» Brief
Copy out word for word the part of the records below that opens with the line containing "Outline every instance of the **motorcycle**" and closes with the line containing "[[[933,361],[932,471],[1000,474],[1000,342],[938,349]]]", keeping both of those lines.

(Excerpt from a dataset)
************

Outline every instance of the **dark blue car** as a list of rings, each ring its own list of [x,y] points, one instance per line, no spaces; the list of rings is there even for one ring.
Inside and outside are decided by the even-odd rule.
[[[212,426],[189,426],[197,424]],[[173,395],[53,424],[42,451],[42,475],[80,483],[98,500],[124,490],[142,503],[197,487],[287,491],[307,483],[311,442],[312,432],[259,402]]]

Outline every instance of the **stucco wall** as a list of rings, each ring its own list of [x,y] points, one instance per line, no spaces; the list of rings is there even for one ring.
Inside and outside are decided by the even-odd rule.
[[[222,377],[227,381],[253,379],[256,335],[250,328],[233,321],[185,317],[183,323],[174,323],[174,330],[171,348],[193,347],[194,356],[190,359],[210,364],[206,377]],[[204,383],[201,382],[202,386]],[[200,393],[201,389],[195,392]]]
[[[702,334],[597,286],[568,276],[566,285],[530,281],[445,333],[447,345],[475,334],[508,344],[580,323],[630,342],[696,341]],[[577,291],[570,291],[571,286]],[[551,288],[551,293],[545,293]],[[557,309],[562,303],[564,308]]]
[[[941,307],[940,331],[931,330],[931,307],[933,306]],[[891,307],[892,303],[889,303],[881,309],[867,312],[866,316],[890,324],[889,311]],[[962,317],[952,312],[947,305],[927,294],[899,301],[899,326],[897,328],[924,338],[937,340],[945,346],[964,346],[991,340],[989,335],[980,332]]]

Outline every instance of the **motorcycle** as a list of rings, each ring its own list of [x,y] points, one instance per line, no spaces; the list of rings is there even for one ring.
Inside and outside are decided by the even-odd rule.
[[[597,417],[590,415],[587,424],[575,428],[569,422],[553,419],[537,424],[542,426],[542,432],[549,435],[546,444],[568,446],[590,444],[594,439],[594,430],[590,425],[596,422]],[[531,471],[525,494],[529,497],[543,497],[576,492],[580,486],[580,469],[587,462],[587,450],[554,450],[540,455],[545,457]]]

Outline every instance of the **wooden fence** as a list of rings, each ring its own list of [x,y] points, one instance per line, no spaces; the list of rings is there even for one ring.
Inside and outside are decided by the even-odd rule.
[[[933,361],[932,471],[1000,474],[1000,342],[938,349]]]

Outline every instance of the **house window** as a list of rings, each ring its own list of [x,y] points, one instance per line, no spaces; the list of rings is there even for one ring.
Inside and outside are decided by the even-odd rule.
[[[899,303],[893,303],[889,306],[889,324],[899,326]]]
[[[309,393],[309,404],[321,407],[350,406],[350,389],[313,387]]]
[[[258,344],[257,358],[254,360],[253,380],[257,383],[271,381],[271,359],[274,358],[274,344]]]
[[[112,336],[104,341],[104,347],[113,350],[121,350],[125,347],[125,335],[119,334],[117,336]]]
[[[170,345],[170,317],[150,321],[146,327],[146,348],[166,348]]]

************

» Reply to the task
Outline every instance of the **motorcycle** as a list of rings, each ring its own list of [x,y] points, one instance per line, no spaces; the list of rings is there even for one ring.
Inside and outside are decided by the even-odd rule.
[[[597,417],[590,415],[587,424],[575,428],[569,422],[553,419],[537,424],[542,426],[542,432],[549,435],[546,444],[568,446],[590,444],[594,439],[594,430],[590,425],[596,422]],[[531,471],[525,494],[529,497],[543,497],[576,492],[580,486],[580,469],[587,462],[587,450],[554,450],[540,455],[545,457]]]

Outline every instance of the **wooden fence** as a list of rings, each ring its own list of [x,y] points, one instance per line, no spaces; the list of rings is there even for one ring.
Inside and outside are decided by the even-odd rule.
[[[933,361],[932,471],[1000,474],[1000,342],[938,349]]]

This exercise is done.